## DIRECTIONS
Return all the entries exactly, keeping pictures out.

** EXCERPTED RECORDS follows **

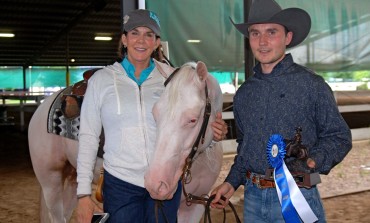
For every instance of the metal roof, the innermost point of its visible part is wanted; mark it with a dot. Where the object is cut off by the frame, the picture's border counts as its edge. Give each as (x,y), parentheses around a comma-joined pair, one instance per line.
(51,32)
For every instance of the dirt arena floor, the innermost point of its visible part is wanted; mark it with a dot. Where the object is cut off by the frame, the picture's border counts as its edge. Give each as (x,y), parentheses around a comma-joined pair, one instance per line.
(19,189)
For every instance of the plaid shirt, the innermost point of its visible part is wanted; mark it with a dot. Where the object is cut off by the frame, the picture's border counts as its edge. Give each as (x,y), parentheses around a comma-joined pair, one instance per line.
(290,96)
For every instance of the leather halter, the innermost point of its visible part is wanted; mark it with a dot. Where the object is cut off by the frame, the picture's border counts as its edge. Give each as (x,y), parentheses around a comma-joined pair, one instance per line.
(186,175)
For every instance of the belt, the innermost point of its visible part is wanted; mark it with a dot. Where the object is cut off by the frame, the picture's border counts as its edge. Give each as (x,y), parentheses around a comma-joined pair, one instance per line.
(306,180)
(260,181)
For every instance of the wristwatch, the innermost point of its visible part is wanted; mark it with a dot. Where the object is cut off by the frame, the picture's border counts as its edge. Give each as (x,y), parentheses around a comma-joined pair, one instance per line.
(83,195)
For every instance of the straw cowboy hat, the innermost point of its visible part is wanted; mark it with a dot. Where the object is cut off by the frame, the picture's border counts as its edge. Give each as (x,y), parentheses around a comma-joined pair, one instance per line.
(295,20)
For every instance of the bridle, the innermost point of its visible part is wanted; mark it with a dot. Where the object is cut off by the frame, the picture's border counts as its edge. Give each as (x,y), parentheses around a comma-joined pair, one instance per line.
(186,175)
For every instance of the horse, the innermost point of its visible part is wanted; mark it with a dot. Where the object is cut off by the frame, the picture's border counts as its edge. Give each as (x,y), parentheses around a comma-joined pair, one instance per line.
(54,157)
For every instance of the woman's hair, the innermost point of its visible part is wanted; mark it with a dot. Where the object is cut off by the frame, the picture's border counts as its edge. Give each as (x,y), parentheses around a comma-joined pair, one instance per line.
(122,51)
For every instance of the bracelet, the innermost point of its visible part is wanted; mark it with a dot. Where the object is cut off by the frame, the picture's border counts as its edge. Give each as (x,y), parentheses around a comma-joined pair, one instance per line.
(83,195)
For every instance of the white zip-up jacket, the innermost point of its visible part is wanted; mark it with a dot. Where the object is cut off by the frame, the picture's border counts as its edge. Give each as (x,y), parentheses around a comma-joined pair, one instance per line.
(124,109)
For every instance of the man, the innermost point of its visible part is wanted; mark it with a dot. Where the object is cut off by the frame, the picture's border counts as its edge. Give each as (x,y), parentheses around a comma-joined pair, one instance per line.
(280,98)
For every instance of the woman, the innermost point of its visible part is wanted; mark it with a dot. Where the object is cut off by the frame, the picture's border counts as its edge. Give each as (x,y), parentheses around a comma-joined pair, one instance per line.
(120,98)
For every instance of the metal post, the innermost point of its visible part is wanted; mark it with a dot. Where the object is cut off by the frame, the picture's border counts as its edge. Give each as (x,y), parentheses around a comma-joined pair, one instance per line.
(249,60)
(127,6)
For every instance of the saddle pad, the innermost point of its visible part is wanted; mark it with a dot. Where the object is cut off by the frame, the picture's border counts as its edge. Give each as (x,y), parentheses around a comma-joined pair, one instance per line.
(60,125)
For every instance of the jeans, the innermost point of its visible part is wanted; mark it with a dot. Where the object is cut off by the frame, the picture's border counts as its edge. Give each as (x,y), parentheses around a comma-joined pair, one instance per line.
(263,206)
(126,202)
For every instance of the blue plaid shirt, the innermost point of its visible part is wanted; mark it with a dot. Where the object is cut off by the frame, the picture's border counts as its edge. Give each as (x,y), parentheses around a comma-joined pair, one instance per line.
(290,96)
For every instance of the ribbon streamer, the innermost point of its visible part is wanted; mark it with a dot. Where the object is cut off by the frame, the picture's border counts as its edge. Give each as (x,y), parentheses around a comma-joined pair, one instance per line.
(294,206)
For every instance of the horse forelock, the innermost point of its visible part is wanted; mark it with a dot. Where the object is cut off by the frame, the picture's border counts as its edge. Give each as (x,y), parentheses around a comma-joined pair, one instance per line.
(178,82)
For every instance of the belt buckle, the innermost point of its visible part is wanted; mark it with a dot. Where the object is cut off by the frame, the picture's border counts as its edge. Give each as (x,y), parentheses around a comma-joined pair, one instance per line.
(257,178)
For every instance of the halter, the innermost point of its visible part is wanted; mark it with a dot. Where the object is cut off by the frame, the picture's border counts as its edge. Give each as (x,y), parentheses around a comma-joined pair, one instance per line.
(186,175)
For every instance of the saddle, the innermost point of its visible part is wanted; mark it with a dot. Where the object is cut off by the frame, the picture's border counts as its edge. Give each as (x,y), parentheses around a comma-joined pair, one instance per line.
(71,103)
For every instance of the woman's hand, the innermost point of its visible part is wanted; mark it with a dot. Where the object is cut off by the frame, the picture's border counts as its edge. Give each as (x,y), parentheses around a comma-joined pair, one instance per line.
(219,127)
(225,190)
(86,207)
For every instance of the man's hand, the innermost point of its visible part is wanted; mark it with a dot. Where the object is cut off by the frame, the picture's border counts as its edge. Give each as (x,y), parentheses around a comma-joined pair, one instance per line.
(219,127)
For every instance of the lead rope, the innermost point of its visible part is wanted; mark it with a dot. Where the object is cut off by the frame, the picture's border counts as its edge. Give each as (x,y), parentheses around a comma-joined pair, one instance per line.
(159,206)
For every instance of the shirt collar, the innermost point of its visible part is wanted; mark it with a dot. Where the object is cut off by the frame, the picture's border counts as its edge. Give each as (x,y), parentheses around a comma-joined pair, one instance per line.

** End of EXCERPTED RECORDS **

## SOLUTION BELOW
For every instance of the metal roof, the innermost point of its visible part is wanted; mark it with a dot. Where the object is cut off by the frame, the picture's border counts as its edge. Give each as (x,y), parentheses around a comma-joined pair, one instance per line.
(51,32)
For every instance of the dirt arena floor, the innermost point of its visible part is wanted; mark it with a dot. Where the object is cut off by the frame, the picture's border counts as its edge. Give each as (x,y), parentheses around a comma-joined pair, one instance per line.
(19,189)
For every instance of the plaid shirt, the innermost point of its visible part is wanted; mark it with a dot. Where the object is cut off by the frame, the picture's border counts as its edge. Give each as (x,y), parentheses around a comma-joined pair, one instance per line.
(290,96)
For every instance of the leather halter, the innermost point of its visible part is wanted; mark it with a dot. Where the object is cut off by the frame, the picture's border counts as its edge. Give each as (x,y), parentheses around a comma-joined pair, one instance per line.
(186,175)
For every instance of the belt, the innermost point of its visible part is wanted; mark it with a dot. Where the object is cut off by the frame, the picture's border counts as its edge. Give each as (x,y), parentheses around a comma-joined pair, one instance per line.
(306,180)
(260,181)
For every instance of the wristwatch, the innermost point of its visible part is wanted; mark it with a dot. Where the object is cut off by the frame, the picture's border counts as its edge. Give each as (x,y), parentheses around a comma-joined pair, one instance per line.
(83,195)
For every instance of the straw cowboy hat, the innermost point of its visible part is wanted; mark it with a dot. Where the object is cut off by the frame, the picture's border counts as its edge. Give each as (x,y), parentheses around a comma-joined pair, one instance per line.
(295,20)
For every instance of the bridle, the innermost point of its visible part is wanted; mark it with a dot. Where the object is cut off by the frame, the picture's border counts as its edge. Give each as (x,y), parentheses around a comma-joined pair, one instance per line.
(186,175)
For every instance of the horse, the innermost point of its visible part is wanted; mark it with a dot. Where the object is cut off by the frame, the picture's border counts as its edge. Give each as (x,y), parentheses around a comma-joined pair, one instance per line.
(54,157)
For every instance of the woman's hair, the innermost point of its visible part is wanted; mark it with a dot. Where the object is cut off by the frame, the picture's border counts as its edge. Give each as (x,y), parentheses around a comma-joined pair, one instance per line.
(122,51)
For every instance of the bracelet, the innermost point of its visible part is wanted; mark it with a dot. Where the object is cut off by the frame, the picture's border counts as its edge. Give each as (x,y), parentheses around a comma-joined pair, one instance per line.
(83,195)
For every instance of the white zip-up jacket, the innermost point of its visible part is wanted; mark it with a dot. Where the object is cut off by the frame, the picture's border counts as its edge. Give each as (x,y), parentheses around a comma-joined pair, one instance per line.
(124,109)
For every instance of the man, the innermost point of its visible part is wanted; mark it with a dot. Where the object is cut off by the frame, the picture's border counts as its edge. Give each as (x,y), parentheses around a comma-joined pair, one instance per line.
(280,98)
For every instance of the woman, the innermost point of its visible part is wanted; mark it with a dot. Where the object is cut off by the frame, the picture's border counts as its edge. Give each as (x,y), parentheses around a comma-joined pair, one instance per line.
(120,98)
For every instance of the metal post, the innermost point of its visible part is wanted; mark it with a dot. Where the object is cut off by the frame, the picture's border counts as its edge. Give each as (x,y), parentheses around a comma-joined pair, one instance per line.
(249,60)
(127,6)
For every instance of the saddle pad, the innermost point of its visible part is wanted; mark it with a dot. Where the object is cut off by the frame, the picture's border counts as its edge. Give each as (x,y), parentheses around a comma-joined pair, one instance per line.
(60,125)
For every instance of the jeans, the innermost point of its visible part is wanted; mark it with a dot. Where the object is cut off by the frame, the picture's border counts as its edge. Give each as (x,y), parentheses around a comma-joined pair, one instance per line.
(263,206)
(126,202)
For every instance of the blue plaid shirt, the innermost point of its visible part is wanted; mark it with a dot. Where the object is cut off by the frame, the picture's border counts as its edge. Give each as (x,y), parentheses around a comma-joined pair, one instance per line.
(290,96)
For every instance of the ribbon streamer, the innermost point of its visible part is wanted; mark it with a dot. Where the object is cut off by the frame, the picture's border counts as its edge. Give each as (x,y), parentheses around a comma-joined pair, one instance per line.
(294,206)
For every instance of the horse forelock, the innermost point of its visible part is wanted; mark it with a dot. Where the object is cut off by the frame, the picture's border counts as its edge. Give each as (x,y), parentheses around a comma-joined pair, one instance per line.
(178,82)
For every instance of the belt buckle, the innermost point of its visible part is wanted; mark it with a dot. Where the object is cut off by the frame, the picture's border counts as its edge. Give each as (x,y), parentheses around a comma-joined pair, one instance per line.
(257,178)
For every instance of the halter, the innermost point of its visible part is wanted; mark it with a dot. Where the object is cut off by the frame, the picture's border counts as its edge. Give each as (x,y), parentheses around a comma-joined pair, one instance per line.
(186,175)
For every instance of the saddle, the innermost point of its visible part is wanted; mark it with a dot. Where the object is cut off by the frame, the picture's border counts as its edge. Give each as (x,y), parentheses around a comma-joined pair, one instance per line.
(71,103)
For every instance of the woman's hand, the innermost point of its visible part is wanted; mark it with a dot. Where the object is cut off by the frame, the picture's border counts as its edge. Give each as (x,y), parentheses around a comma-joined pair, one instance per line.
(219,127)
(225,190)
(86,207)
For every instance of the man's hand, the innermost point of its visible part is wanted; mark it with a dot. Where the object is cut off by the frame, the picture's border counts as its edge. Give each as (x,y), parentheses around a comma-joined pair, one instance per line.
(219,127)
For every instance of the lead rope, the innermost point of its visible part is wanted; mark it with a dot. Where the object is cut off by the frame, the picture's border counts as its edge. Give each as (x,y), parentheses around a comma-joined pair, one instance per line.
(159,206)
For every instance of the shirt collar, the innermost point of its visible part is wanted; mark it with a dot. Where the object is cut off by the frame, the picture's border counts as its edge. Give each as (x,y), parentheses around a comma-joined pair, one instance per line.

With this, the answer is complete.